Dataset excerpt:
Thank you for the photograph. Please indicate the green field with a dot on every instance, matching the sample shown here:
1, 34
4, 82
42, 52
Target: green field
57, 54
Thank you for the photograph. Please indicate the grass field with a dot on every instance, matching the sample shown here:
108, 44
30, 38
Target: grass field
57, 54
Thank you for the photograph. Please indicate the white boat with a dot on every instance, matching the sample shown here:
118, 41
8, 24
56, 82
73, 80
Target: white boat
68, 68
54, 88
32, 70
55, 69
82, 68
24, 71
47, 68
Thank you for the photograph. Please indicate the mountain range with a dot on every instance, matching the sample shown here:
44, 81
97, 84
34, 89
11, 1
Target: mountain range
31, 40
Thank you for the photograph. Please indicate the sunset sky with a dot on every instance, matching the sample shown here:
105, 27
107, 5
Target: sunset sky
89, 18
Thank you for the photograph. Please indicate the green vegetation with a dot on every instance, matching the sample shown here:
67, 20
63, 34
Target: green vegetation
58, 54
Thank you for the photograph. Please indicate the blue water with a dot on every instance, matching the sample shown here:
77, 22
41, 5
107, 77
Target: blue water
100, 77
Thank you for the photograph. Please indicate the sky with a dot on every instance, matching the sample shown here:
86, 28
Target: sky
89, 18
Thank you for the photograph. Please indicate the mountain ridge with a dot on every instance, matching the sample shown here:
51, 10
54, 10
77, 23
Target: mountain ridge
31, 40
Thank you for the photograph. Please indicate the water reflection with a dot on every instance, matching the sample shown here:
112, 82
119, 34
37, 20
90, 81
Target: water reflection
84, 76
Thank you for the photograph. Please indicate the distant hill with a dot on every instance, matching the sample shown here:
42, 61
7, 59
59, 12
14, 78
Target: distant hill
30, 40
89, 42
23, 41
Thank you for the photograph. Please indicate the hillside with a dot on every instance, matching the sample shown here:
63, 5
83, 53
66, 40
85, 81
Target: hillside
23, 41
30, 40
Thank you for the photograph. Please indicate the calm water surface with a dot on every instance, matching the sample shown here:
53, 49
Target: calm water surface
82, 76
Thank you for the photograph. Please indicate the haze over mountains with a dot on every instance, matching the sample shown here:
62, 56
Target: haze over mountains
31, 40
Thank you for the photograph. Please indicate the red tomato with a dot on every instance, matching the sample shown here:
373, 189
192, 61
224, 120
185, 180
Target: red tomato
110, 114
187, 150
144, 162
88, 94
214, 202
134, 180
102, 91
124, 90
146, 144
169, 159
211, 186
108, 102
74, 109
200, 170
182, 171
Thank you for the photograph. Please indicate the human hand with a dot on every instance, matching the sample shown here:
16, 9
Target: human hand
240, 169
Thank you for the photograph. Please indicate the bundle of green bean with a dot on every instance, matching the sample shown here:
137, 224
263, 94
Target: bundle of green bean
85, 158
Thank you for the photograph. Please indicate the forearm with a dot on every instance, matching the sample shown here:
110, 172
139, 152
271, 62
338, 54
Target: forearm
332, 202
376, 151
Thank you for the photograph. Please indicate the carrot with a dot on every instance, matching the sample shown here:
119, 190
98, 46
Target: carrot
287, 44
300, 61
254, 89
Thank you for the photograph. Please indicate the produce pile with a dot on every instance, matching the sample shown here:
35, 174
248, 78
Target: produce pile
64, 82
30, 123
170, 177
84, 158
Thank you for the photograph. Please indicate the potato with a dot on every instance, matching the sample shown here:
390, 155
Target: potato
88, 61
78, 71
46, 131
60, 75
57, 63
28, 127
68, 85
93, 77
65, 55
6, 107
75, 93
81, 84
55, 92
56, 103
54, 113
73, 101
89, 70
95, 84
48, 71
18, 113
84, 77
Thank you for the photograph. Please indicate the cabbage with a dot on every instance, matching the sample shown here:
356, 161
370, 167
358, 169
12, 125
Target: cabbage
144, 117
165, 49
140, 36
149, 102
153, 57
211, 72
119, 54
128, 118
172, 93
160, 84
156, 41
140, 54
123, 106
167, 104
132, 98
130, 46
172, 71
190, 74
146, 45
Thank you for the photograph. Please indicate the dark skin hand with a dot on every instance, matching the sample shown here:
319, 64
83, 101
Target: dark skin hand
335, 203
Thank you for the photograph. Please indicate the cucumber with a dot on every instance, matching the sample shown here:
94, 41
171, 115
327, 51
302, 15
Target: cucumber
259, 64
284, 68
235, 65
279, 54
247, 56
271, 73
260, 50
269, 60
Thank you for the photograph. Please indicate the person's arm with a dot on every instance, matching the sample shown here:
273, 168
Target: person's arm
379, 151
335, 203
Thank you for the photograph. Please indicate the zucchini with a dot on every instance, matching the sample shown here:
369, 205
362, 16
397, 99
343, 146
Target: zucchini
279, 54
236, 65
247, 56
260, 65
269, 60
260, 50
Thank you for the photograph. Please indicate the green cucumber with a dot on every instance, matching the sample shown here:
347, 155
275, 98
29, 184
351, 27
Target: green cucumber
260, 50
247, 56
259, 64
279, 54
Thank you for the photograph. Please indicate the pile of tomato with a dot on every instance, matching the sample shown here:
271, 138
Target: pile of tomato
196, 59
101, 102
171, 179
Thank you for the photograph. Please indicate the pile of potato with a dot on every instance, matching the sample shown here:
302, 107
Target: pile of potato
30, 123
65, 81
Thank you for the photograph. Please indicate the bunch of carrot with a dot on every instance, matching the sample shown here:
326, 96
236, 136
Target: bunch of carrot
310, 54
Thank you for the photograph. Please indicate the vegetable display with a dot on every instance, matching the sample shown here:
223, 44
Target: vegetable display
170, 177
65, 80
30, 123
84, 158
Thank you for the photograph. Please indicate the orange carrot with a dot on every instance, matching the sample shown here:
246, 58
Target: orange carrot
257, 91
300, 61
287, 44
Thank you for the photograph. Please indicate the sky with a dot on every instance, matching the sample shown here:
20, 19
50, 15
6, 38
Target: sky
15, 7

§ **PROBLEM TO WORK ON**: Rewrite the part of the records above that opens with the line containing "Thank you for the photograph. Please indicate the bunch" and runs through the end of the records as a JSON list of strings. Give one string per line and leave out blank lines.

§ **ANSWER FOR THIS EXERCISE**:
[
  "Thank you for the photograph. Please indicate the bunch of carrot with a dot on every instance, matching the sample shown here:",
  "326, 96",
  "236, 136",
  "Target: bunch of carrot",
  "310, 54",
  "Thank you for the photograph. Please indicate the vegetable display with a dot on every instance, matching the sample shown here:",
  "223, 44",
  "Target: vegetable display",
  "170, 177",
  "65, 80",
  "30, 123",
  "84, 158",
  "Thank you for the photograph. Please indicate the orange carrot with a dot on every instance, matching the sample shown here:",
  "246, 58",
  "Target: orange carrot",
  "257, 91",
  "300, 61",
  "287, 44",
  "Thank you for the photograph. Please indicate the sky with a dot on every instance, matching the sample shown here:",
  "20, 19",
  "50, 15",
  "6, 38",
  "Target: sky",
  "15, 7"
]